[DATA PROVIDED Boundary: Start]
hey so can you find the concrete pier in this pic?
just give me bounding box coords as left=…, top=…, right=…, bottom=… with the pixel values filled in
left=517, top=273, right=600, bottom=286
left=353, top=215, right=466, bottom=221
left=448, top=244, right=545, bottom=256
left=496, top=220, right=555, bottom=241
[DATA PROVIDED Boundary: End]
**WHAT IS EXPECTED**
Every entry in the data should be returned exactly.

**WRITTEN SOLUTION**
hey so can you find the concrete pier in this pic?
just give me bounding box coords as left=…, top=…, right=…, bottom=… with the pixel values filled in
left=517, top=273, right=600, bottom=286
left=353, top=215, right=466, bottom=221
left=448, top=244, right=545, bottom=256
left=496, top=220, right=555, bottom=241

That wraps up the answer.